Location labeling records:
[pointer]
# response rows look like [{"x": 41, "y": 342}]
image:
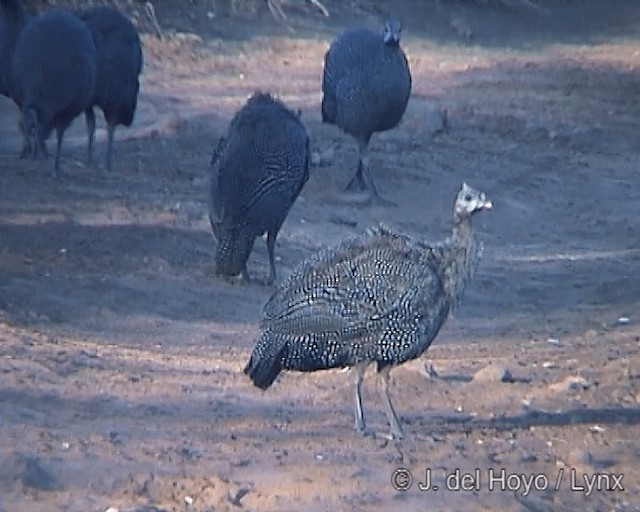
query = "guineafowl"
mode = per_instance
[
  {"x": 257, "y": 171},
  {"x": 366, "y": 88},
  {"x": 53, "y": 73},
  {"x": 379, "y": 298},
  {"x": 13, "y": 18},
  {"x": 119, "y": 63}
]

* WRITTEN INSTRUCTION: List every line of the items above as a numbered list, omitting blank lines and the picture.

* RESULT OF THIS EXERCISE:
1. [pointer]
2. # response rows look like [{"x": 41, "y": 342}]
3. image:
4. query = "guineafowl"
5. mode = per_instance
6. [
7.   {"x": 257, "y": 171},
8.   {"x": 366, "y": 88},
9.   {"x": 53, "y": 73},
10.   {"x": 379, "y": 298},
11.   {"x": 13, "y": 18},
12.   {"x": 119, "y": 63}
13. ]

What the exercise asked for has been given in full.